= INSTRUCTIONS TO FOLLOW =
According to the job posting for a lead software engineer, why is the role expected to drive team adoption of AI-assisted engineering practices? Answer in one to three sentences.

#### TEXT EXTRACT ####

Lead Software Engineer - Databricks, Spark, Aws

JPMorgan Chase JPMorgan Chase · Banking · Plano, TX +1 · Corporate Sector

Lead Software Engineer at JPMorgan Chase focused on architecting and delivering high-throughput, low-latency data pipelines using Databricks, Apache Spark, and AWS. The role involves establishing lakehouse patterns, optimizing Databricks clusters, and driving team adoption of AI-assisted engineering practices while ensuring security and compliance. Responsibilities include job orchestration, data ingestion/transformation framework design, data quality enforcement, and Spark performance tuning.

What you'd actually do

  1. Lead architecture and delivery of high-throughput, low-latency data pipelines using Databricks and Apache Spark (Core, SQL, Structured Streaming).
  2. Establish lakehouse patterns with Delta Lake (ACID transactions, schema evolution, time travel, Z-ordering, compaction) and ensure performance at scale.
  3. Own Databricks cluster strategy and setup: runtime selection, autoscaling, driver/executor sizing, Spark configs, init scripts, cluster policies, pools, and instance profiles.
  4. Drives team adoption of enterprise-authorized AI-assisted engineering practices within the work environment to improve code quality, delivery speed, and operational outcomes (e.g., AI-assisted code review/refactoring, test strategy acceleration, incident/root-cause analysis support), while establishing consistent validation standards (secure coding, peer review, automated testing) and promoting reuse of effective patterns across the team.
  5. Applies knowledge of tools within the Software Development Life Cycle toolchain, including enterprise-authorized AI-assisted development and automation capabilities, to improve the value realized by automation.

Skills

Required

  • Formal training or certification on software engineering concepts and 5+ years applied experience.
  • 10+ years of professional software/data engineering experience, including substantial production work with Spark on Databricks or EMR.
  • Strong proficiency in Python and/or Java for data processing, platform tooling, and automation.
  • Hands-on Databricks expertise (Delta Lake, Unity Catalog, Workflows, Repos/notebooks, SQL Warehouses).
  • Solid AWS experience: S3, IAM, Glue, CloudWatch, Kinesis / MSK, DynamoDB
  • Demonstrated experience leading effective use of approved AI-assisted software development tools (e.g., for coding, code review, test acceleration, troubleshooting) with the ability to set team expectations for validating AI outputs for correctness, performance, and security.

#### RECORD LIST ####

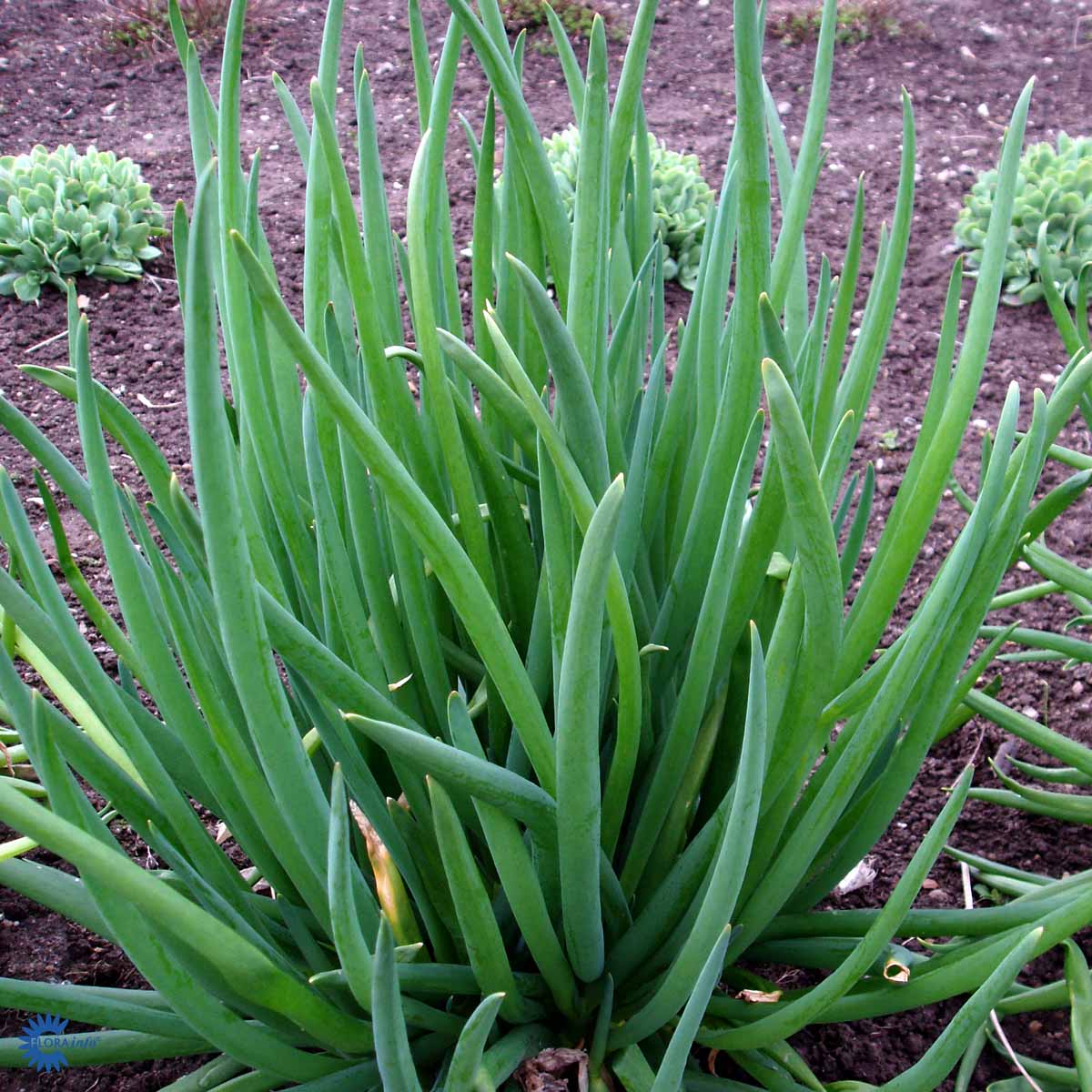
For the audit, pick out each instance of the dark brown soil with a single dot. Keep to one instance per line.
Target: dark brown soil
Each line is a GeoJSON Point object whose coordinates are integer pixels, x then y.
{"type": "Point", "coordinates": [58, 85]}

####
#### RECORD LIST ####

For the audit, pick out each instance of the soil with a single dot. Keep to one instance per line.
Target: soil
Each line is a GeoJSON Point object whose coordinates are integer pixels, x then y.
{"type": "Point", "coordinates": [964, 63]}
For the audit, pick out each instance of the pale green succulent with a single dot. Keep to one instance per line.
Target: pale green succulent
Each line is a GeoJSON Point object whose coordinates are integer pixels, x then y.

####
#### RECORD LIST ####

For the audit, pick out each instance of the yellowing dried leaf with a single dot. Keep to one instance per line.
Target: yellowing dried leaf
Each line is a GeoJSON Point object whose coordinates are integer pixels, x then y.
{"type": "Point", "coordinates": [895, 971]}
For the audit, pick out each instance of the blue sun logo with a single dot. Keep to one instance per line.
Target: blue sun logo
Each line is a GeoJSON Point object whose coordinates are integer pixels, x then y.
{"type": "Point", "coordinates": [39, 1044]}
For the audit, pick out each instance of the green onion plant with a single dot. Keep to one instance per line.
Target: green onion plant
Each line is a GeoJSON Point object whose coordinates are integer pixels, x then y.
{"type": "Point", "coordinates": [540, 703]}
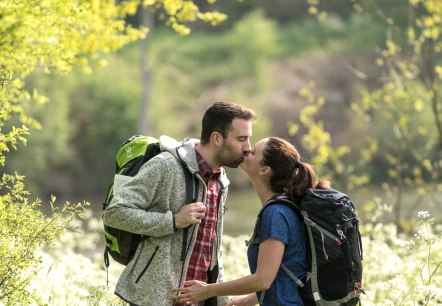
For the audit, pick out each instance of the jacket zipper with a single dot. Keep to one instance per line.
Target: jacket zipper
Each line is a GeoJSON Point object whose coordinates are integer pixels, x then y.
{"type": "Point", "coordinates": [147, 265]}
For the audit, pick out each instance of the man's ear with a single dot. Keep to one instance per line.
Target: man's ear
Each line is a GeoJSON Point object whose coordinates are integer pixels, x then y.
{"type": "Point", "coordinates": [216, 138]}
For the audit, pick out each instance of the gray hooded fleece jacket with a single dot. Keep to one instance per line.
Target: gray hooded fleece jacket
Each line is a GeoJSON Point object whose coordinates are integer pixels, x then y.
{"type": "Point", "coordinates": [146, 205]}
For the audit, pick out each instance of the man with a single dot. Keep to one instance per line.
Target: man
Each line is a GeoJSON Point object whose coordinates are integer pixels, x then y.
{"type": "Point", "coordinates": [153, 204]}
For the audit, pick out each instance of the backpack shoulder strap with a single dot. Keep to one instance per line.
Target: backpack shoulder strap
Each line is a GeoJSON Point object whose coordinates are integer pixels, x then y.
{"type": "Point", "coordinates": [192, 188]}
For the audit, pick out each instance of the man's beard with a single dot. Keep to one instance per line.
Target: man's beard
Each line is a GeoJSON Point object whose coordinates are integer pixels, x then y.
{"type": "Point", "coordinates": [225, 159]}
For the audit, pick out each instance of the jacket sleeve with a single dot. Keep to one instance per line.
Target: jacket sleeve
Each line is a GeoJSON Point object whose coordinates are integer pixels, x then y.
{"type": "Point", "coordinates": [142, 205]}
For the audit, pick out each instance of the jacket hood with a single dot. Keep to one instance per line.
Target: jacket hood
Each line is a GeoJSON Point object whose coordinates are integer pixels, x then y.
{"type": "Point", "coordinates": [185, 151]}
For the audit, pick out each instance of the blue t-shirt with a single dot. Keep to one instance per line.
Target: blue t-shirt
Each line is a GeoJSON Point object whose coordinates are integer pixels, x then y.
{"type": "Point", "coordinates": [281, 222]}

####

= TASK RESULT =
The posting says the purpose is to improve code quality, delivery speed, and operational outcomes. Its examples include AI-assisted code review and refactoring, faster test strategy, and support for incident and root-cause analysis.